SET TASK A: Rewrite the records from their first line through the line holding "(227, 176), (244, 209)", inclusive, swapping "green foliage" for "leafy plants" and leaving everything else as it is.

DC Water’s biosolids program manager, Brown and Caldwell, was instrumental in assisting DC Water’s evaluation of alternative project delivery options. The initial driver for considering alternative delivery was schedule savings and the potential for federal stimulus funds for a “shovel ready” project. The BMP was divided into four projects:
- Site Preparation
- Main Process Train
- Final Dewatering
- Combined Heat and Power
DC Water and Brown and Caldwell identified key issues, as well as advantages and disadvantages, associated with delivery options for this specific solids processing situation. In particular, the Main Process Train (MPT), which had a cost estimate of about $225 million and included large-scale sludge screening, pre-dewatering centrifuges, thermal hydrolysis process (THP), and digestion processes, appeared well-suited for design-build delivery. This hypothesis was tested by detailed questioning within the construction industry; specifically, market sounding surveys were undertaken to provide direct input from potential bidders and contractors on the key issues for the MPT, including Cambi. The survey results indicated that design-build would be acceptable to procure the MPT – there would be sufficient competition for the project (a significant concern for DC Water). One critical issue answered by the surveys was whether the design-builder should have a direct relationship with Cambi. Survey respondents, which included operating services, integrated design-build, and construction firms, were concerned with contract terms and conditions, but clearly recommended that the design-builder should have a direct relationship with the sole-sourced THP provider.
The Cambi process was sole-sourced by DC Water in 2009. The MPT delivery method then needed to be finalized, and there were several options within the design-build umbrella. Cambi facilities in Europe had been successfully procured via design-build or a similar delivery method. Due diligence was therefore conducted on prior Cambi and other similar large vendor-equipment-dominated water and wastewater projects. To gather more intelligence, DC Water and Brown and Caldwell executive management visited the United Kingdom and Ireland, and met with owners of several Cambi installations to collect information on their experiences working with Cambi through a prime contractor.
As a result of the investigations and with the buy-in of the general manager and its board of directors, DC Water continued on the path of design-build for the MPT. To further ensure adequate competition, DC Water offered a stipend for the two non-selected short-listed teams. Design-build’s advantages for these situations include a single point of responsibility for both design and construction, the ability to short-list teams through qualifications and select on a combination of price and technical ratings, faster project delivery, fewer change orders, and earlier determination of total price. Design-build also allowed the design work to proceed to the level required to adequately define the degree of technical requirements DC Water desired for the RFP, while allowing the design-build team limited flexibility for ingenuity in its proposal.
To identify potential risks, and associated mitigation strategies, that were possible with a design-build procurement of the MPT, Brown and Caldwell’s program management team, along with legal advisors, facilitated workshops with DC Water stakeholders. A primary risk identified was that the project might not meet specified performance requirements. Since DC Water was concerned with high-quality construction and equipment that would be reliable, durable, and cost-effective over the long-term, it decided on a more prescriptive design-build approach with greater development of project scope and quality than typically used in design-build procurements, but the advantages were clear and aligned with DC Water’s objectives. To save time with this approach, DC Water asked Brown and Caldwell to develop the bridging documents.

(Some records)
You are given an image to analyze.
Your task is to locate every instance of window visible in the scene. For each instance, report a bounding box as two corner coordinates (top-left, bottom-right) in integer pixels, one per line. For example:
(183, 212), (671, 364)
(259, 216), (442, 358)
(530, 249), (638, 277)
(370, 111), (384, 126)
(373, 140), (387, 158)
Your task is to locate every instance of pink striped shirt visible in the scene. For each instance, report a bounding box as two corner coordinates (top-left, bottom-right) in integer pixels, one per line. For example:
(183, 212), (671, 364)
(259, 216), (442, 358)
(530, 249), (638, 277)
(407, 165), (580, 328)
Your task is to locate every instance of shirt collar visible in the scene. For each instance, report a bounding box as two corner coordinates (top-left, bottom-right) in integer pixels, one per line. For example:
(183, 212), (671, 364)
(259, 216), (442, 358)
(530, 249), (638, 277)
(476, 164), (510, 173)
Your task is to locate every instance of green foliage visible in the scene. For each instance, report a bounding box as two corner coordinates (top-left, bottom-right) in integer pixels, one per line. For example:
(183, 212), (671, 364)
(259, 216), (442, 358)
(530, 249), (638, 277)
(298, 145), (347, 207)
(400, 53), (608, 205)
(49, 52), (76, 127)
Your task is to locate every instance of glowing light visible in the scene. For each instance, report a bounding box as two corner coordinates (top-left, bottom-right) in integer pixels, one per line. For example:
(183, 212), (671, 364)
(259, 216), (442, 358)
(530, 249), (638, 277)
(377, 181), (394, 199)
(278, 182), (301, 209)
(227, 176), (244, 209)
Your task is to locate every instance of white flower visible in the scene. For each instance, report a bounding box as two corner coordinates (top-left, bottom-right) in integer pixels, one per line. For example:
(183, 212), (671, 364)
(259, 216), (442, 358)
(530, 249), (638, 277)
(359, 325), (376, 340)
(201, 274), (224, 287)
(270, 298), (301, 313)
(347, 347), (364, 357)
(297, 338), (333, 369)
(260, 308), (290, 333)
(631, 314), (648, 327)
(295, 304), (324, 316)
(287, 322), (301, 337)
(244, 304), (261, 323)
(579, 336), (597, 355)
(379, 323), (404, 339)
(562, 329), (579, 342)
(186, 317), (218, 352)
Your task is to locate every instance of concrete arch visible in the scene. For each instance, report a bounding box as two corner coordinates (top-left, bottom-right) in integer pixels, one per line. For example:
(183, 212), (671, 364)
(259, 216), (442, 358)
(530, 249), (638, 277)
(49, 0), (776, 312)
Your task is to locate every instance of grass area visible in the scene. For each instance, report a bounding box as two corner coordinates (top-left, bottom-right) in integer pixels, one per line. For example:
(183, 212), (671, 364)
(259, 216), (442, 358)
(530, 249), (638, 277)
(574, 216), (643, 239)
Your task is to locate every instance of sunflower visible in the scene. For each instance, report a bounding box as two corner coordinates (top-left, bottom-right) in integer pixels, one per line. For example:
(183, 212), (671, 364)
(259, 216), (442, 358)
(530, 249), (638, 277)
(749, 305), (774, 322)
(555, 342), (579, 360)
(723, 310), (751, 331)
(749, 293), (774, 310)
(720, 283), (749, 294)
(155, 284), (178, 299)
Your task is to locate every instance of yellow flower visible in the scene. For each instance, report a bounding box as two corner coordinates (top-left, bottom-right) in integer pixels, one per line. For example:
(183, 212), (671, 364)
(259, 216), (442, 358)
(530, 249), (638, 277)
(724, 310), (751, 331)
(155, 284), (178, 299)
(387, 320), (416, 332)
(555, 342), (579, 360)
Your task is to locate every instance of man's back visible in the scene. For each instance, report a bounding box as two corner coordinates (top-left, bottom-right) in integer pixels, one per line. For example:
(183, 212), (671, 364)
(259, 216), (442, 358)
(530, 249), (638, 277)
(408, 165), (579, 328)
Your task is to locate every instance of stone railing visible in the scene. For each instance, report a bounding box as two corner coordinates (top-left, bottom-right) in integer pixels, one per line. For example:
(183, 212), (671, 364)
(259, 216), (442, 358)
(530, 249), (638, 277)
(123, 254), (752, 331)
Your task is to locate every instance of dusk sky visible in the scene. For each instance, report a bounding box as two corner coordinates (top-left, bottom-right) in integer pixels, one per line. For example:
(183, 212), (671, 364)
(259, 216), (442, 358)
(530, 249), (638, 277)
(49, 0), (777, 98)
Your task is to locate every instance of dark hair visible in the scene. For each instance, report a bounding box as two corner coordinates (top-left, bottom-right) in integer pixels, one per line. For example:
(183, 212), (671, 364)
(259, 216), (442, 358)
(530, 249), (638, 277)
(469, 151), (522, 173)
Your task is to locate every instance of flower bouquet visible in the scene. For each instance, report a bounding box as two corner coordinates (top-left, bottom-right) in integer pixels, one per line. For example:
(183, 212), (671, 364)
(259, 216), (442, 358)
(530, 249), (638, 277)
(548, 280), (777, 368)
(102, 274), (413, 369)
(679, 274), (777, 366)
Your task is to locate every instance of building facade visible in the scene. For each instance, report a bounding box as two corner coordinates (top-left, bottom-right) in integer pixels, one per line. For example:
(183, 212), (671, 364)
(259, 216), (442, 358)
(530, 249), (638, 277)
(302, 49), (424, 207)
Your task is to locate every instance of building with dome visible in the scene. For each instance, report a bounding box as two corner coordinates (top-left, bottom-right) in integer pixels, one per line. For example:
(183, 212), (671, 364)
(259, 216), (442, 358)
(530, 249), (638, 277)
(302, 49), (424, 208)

SET TASK B: Write the next part of the passage on how DC Water chose a delivery method for its biosolids project.

OUTPUT A:
You are given an image to analyze.
Your task is to locate every instance of window visible in the scene. For each instance, report a bounding box as two corner coordinates (top-left, bottom-right) in integer pixels, one per line. For example:
(183, 212), (671, 364)
(259, 216), (442, 358)
(530, 249), (638, 277)
(370, 111), (384, 126)
(373, 140), (387, 158)
Your task is to locate every instance of pink striped shirt visible in the scene. For each instance, report a bounding box as two corner coordinates (top-left, bottom-right) in integer pixels, one per line. For example:
(183, 212), (671, 364)
(259, 216), (442, 358)
(530, 249), (638, 277)
(407, 165), (580, 328)
Your task is to locate every instance of shirt collar visible in the scene. For each instance, report a bounding box as two corner coordinates (top-left, bottom-right) in integer pixels, one per line. For example:
(183, 212), (671, 364)
(259, 216), (442, 358)
(530, 249), (638, 277)
(476, 164), (510, 173)
Your task is to locate every instance of leafy plants visible in the scene. For each instance, report a bounding box as two corner coordinates (top-left, bottom-right) in integer pixels, one per line. For example:
(183, 212), (671, 364)
(259, 216), (442, 358)
(530, 249), (638, 277)
(298, 145), (347, 207)
(400, 53), (608, 205)
(49, 52), (76, 127)
Your task is to locate every instance of glowing light visible in the scene. For each instance, report a bounding box as two corner coordinates (top-left, bottom-right) in integer pixels, one per line. For example:
(183, 212), (671, 364)
(259, 216), (442, 358)
(530, 249), (638, 277)
(377, 181), (394, 199)
(278, 182), (301, 209)
(227, 176), (244, 209)

OUTPUT B:
Brown and Caldwell completed much of the design to a significant preliminary-design level – this included not only P&IDs, but also dimensioned layouts to make certain that efficient operation and maintenance needs were satisfied and that the small site and building footprints had sufficient space. Traditionally, price-based design-build procurements focus on the capital cost, while the operability and maintainability, and life cycle cost considerations are sometimes compromised – this potential problem is minimized by the higher-degree definition of technical requirements within the prescriptive format. For instance, equipment requirements were written to allow only equipment that DC Water deemed acceptable. To counter the potential creative limitations of the prescriptive approach, proposers were allowed to develop technical alternatives to the base project. The DC Water selection committee evaluated each technical alternative and determined whether that alternative would proceed as part of the proposer’s technical and price proposal. In addition to meeting the prescriptive requirements, the design-builder had to demonstrate required performance guarantees, including separate guarantees for the Cambi THP, to achieve final project acceptance.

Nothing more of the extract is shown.